Task details ::
For every line below, restate it exactly and drop the images.

Records shown: Begin

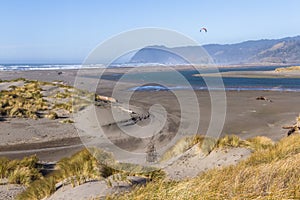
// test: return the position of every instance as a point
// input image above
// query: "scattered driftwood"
(263, 98)
(151, 152)
(294, 129)
(104, 98)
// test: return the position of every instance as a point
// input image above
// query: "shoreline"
(243, 111)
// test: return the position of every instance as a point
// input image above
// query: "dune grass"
(272, 172)
(207, 144)
(23, 171)
(84, 166)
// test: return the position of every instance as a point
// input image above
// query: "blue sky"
(65, 31)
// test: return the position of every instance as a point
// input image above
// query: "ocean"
(165, 80)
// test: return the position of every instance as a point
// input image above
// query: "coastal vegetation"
(24, 98)
(271, 172)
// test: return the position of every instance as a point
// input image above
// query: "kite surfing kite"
(203, 29)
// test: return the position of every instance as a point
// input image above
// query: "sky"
(66, 31)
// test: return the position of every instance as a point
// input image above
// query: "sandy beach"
(51, 140)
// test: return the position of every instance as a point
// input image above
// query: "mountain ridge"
(284, 50)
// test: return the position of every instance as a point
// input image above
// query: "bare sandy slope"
(245, 117)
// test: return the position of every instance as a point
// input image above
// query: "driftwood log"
(295, 129)
(263, 98)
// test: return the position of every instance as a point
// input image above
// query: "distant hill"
(285, 50)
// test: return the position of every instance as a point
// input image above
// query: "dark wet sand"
(245, 116)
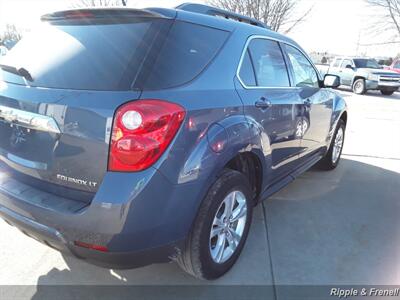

Records shown: End

Output ::
// test: return the position of every instance as a point
// input image above
// query: "scattered driftwood"
(263, 98)
(151, 152)
(294, 129)
(104, 98)
// test: return the position of every instance as a point
// input image above
// query: "shoreline"
(243, 111)
// test: return the position of every instance as a point
// input image above
// query: "dune grass"
(272, 172)
(207, 144)
(23, 171)
(84, 166)
// test: return the position of every instance as a point
// input image above
// query: "blue sky"
(65, 31)
// test: return the position of every instance as a point
// input image above
// query: "ocean"
(165, 80)
// test: return the position of every instance as a point
// input image above
// query: "coastal vegetation"
(24, 98)
(271, 172)
// test: return the position of every instance as a point
// input image above
// query: "kite surfing kite"
(203, 29)
// test: return the position of every instance as a point
// input image above
// query: "sky"
(66, 31)
// test: return the position of every instance as a point
// input image above
// query: "sandy beach"
(51, 140)
// test: return the position of every instance as a point
// input image above
// query: "mountain ridge"
(284, 50)
// test: return the position of every instance as a point
// input image above
// query: "bare sandy slope"
(245, 117)
// test: return the position of every instance as a point
// input image above
// query: "driftwood log"
(295, 129)
(263, 98)
// test: return the position of every instance as a point
// input image above
// query: "distant hill"
(285, 50)
// test: return the position of every instance as a point
// input image above
// query: "dark wet sand"
(245, 116)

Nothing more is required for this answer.